Number the lines below as a list, starting at the line containing "of the stone" and running through the last line, both included, with any blank lines left out.
BEGIN DATASET EXTRACT
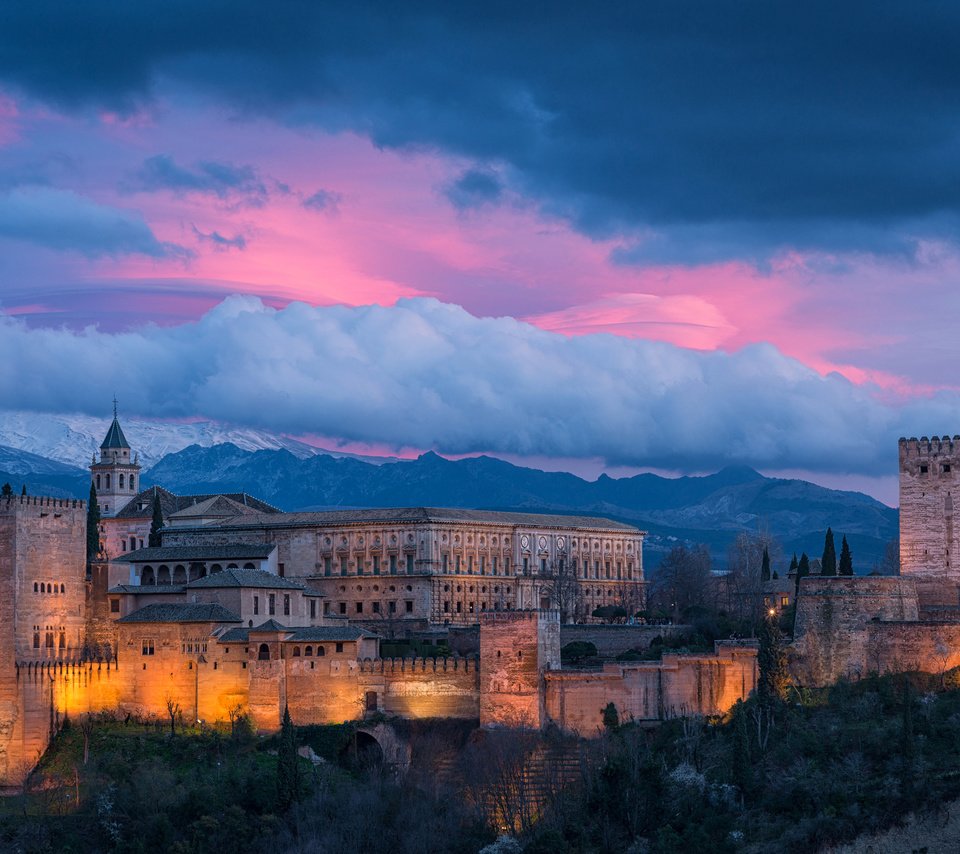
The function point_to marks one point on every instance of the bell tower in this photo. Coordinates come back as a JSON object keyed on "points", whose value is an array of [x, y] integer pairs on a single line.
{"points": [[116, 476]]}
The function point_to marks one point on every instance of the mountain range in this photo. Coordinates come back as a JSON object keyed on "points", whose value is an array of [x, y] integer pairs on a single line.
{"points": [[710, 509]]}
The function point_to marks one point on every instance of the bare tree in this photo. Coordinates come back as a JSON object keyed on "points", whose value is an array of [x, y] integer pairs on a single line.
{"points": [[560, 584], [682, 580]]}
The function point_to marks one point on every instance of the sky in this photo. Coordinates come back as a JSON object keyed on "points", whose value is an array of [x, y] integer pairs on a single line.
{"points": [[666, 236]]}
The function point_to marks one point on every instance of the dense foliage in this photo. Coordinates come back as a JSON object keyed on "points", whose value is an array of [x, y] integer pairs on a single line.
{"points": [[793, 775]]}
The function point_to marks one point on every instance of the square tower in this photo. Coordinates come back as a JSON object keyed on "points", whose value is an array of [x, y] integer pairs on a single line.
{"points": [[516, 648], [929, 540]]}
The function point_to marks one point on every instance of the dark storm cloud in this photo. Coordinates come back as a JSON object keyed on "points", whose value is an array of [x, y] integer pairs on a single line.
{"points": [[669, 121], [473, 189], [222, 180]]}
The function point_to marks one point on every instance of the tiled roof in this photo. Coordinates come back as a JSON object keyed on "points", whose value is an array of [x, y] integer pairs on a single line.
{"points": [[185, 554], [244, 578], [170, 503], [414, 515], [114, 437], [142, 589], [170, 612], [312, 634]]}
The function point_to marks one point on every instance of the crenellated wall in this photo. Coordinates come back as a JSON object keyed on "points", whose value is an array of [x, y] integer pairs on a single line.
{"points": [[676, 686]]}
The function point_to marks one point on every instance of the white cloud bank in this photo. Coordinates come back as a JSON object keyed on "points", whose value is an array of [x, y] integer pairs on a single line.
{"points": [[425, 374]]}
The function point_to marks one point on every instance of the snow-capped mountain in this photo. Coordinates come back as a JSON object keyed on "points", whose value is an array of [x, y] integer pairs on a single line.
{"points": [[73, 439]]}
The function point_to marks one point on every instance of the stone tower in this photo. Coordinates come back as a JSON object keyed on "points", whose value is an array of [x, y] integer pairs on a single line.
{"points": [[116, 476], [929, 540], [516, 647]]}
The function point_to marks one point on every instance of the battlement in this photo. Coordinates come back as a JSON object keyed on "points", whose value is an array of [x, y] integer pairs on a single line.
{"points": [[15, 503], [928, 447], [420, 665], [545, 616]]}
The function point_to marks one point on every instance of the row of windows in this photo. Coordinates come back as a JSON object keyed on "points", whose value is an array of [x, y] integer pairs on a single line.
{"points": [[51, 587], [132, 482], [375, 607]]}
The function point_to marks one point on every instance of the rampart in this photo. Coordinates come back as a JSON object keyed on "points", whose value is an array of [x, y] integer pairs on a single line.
END DATASET EXTRACT
TASK RESULT:
1. The function point_to marks one point on every instance of the stone tower in this photo. Coordinates come back as a JSON object keyed on "points", whose value is an array of [x, y] integer pairs on a single line.
2. {"points": [[116, 476], [929, 540], [516, 647]]}
3. The function point_to marks one point on every instance of the battlement in this photo. Coordinates come back as a JSON object keyed on "points", whose value is an array of [x, y] integer pairs on a single line.
4. {"points": [[15, 503], [928, 447], [420, 665], [545, 616]]}
5. The function point_to marks one point on every instance of the row of windows in this photo. Coordinates come back as a JSON object keyed on "points", whose value is an array of [x, y] integer pairs on a single line.
6. {"points": [[51, 587], [132, 482], [375, 607]]}
7. The function point_to marks one point on every instance of the rampart in this photo. Coordinates come back as a JSON object keyed on "points", whose value is an array of [x, y] integer pairs on a single line.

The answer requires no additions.